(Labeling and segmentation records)
========================

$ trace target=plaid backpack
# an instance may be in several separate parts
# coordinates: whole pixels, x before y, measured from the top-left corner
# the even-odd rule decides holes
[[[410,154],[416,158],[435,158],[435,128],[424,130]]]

========================

● AIM: Rewrite the records with "plaid backpack" renamed to "checkered backpack", leaving everything else unchanged.

● SOLUTION TO THE PROBLEM:
$ trace target=checkered backpack
# an instance may be in several separate parts
# coordinates: whole pixels, x before y, measured from the top-left corner
# the even-odd rule decides holes
[[[410,154],[416,158],[435,158],[435,128],[424,130]]]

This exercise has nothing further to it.